Problem description
Arrange every line of the records below as a Markdown table with two columns, Row and Line, skipping blank lines.

Dataset excerpts
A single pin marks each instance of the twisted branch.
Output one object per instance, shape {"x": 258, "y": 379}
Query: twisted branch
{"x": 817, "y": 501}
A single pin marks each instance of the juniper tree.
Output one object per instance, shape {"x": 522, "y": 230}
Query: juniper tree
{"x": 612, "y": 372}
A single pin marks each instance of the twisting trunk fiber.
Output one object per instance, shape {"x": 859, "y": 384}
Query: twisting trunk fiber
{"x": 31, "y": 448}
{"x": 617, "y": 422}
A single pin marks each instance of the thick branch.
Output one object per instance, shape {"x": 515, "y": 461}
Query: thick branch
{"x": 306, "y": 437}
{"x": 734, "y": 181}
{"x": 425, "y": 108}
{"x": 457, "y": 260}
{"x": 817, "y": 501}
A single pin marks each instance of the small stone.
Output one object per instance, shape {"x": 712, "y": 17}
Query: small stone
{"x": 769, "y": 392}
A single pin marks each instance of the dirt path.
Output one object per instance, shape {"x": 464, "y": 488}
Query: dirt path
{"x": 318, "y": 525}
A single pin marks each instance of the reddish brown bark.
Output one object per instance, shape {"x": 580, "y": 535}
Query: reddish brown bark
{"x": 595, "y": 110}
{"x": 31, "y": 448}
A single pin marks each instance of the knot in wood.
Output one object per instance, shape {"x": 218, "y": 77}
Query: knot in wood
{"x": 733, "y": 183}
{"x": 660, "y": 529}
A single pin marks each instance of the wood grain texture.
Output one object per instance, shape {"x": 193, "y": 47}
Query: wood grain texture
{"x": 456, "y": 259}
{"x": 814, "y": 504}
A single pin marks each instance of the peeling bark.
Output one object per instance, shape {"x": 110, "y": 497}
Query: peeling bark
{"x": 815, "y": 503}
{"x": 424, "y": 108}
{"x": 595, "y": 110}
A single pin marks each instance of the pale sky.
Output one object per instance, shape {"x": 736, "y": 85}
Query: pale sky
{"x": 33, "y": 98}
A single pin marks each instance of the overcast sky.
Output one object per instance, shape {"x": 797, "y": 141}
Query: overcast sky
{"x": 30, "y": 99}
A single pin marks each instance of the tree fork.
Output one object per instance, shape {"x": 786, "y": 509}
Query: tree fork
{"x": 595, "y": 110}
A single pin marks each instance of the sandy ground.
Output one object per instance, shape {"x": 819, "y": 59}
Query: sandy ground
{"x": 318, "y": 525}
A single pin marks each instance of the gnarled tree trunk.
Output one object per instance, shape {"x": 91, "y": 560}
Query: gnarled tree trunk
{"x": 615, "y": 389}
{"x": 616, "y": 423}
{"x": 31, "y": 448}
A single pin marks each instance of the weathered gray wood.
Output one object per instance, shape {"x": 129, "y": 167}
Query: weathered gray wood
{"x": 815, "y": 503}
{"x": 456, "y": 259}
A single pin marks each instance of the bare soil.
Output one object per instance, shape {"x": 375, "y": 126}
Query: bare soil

Solution
| Row | Line |
|---|---|
| 1 | A single pin marks each instance of the twisted branch. |
| 2 | Output one object per instance, shape {"x": 258, "y": 379} |
| 3 | Query: twisted branch |
| 4 | {"x": 817, "y": 501} |
| 5 | A single pin marks each instance of the juniper tree. |
| 6 | Output one object per instance, shape {"x": 522, "y": 230} |
| 7 | Query: juniper tree |
| 8 | {"x": 612, "y": 372} |
| 9 | A single pin marks each instance of the twisting trunk fiber. |
| 10 | Output one object per instance, shape {"x": 859, "y": 384} |
| 11 | Query: twisting trunk fiber |
| 12 | {"x": 31, "y": 448} |
| 13 | {"x": 617, "y": 422} |
| 14 | A single pin marks each instance of the thick branch. |
| 15 | Output one object per instance, shape {"x": 515, "y": 461} |
| 16 | Query: thick branch |
| 17 | {"x": 306, "y": 437} |
| 18 | {"x": 734, "y": 181} |
| 19 | {"x": 425, "y": 108} |
| 20 | {"x": 457, "y": 260} |
| 21 | {"x": 817, "y": 501} |
| 22 | A single pin marks each instance of the small stone. |
| 23 | Output one object per instance, shape {"x": 712, "y": 17} |
| 24 | Query: small stone |
| 25 | {"x": 769, "y": 392} |
| 26 | A single pin marks each instance of the dirt path. |
| 27 | Output one object per instance, shape {"x": 464, "y": 488} |
| 28 | Query: dirt path |
| 29 | {"x": 318, "y": 525} |
| 30 | A single pin marks each instance of the reddish brown bark. |
| 31 | Output one object per instance, shape {"x": 580, "y": 535} |
| 32 | Query: reddish brown bark |
| 33 | {"x": 595, "y": 110} |
| 34 | {"x": 31, "y": 448} |
| 35 | A single pin marks each instance of the knot in wood. |
| 36 | Output one object per instance, shape {"x": 218, "y": 77} |
| 37 | Query: knot in wood |
| 38 | {"x": 733, "y": 183} |
| 39 | {"x": 660, "y": 529} |
| 40 | A single pin marks each instance of the wood grain texture. |
| 41 | Output one object per instance, shape {"x": 193, "y": 47} |
| 42 | Query: wood grain texture |
| 43 | {"x": 456, "y": 259} |
| 44 | {"x": 814, "y": 504} |
| 45 | A single pin marks each instance of the peeling bark. |
| 46 | Output one object per instance, shape {"x": 110, "y": 497} |
| 47 | Query: peeling bark |
| 48 | {"x": 815, "y": 503} |
| 49 | {"x": 424, "y": 108} |
| 50 | {"x": 595, "y": 110} |
| 51 | A single pin marks each instance of the pale sky. |
| 52 | Output one object per instance, shape {"x": 736, "y": 85} |
| 53 | Query: pale sky |
| 54 | {"x": 33, "y": 98} |
| 55 | A single pin marks each instance of the overcast sky. |
| 56 | Output one object per instance, shape {"x": 797, "y": 141} |
| 57 | Query: overcast sky |
| 58 | {"x": 30, "y": 99} |
| 59 | A single pin marks each instance of the tree fork. |
| 60 | Output one object per instance, shape {"x": 786, "y": 509} |
| 61 | Query: tree fork |
| 62 | {"x": 595, "y": 110} |
| 63 | A single pin marks each instance of the sandy ground. |
| 64 | Output one object per instance, shape {"x": 819, "y": 59} |
| 65 | Query: sandy ground |
| 66 | {"x": 318, "y": 525} |
| 67 | A single pin marks each instance of the gnarled tree trunk. |
| 68 | Output one object per instance, shape {"x": 91, "y": 560} |
| 69 | Query: gnarled tree trunk |
| 70 | {"x": 615, "y": 389} |
| 71 | {"x": 616, "y": 423} |
| 72 | {"x": 31, "y": 448} |
| 73 | A single pin marks each instance of the weathered gray wood. |
| 74 | Output one object per instance, shape {"x": 129, "y": 167} |
| 75 | Query: weathered gray wood |
| 76 | {"x": 815, "y": 503} |
| 77 | {"x": 456, "y": 259} |
| 78 | A single pin marks each instance of the bare soil. |
| 79 | Output one object per instance, shape {"x": 375, "y": 126} |
| 80 | Query: bare soil |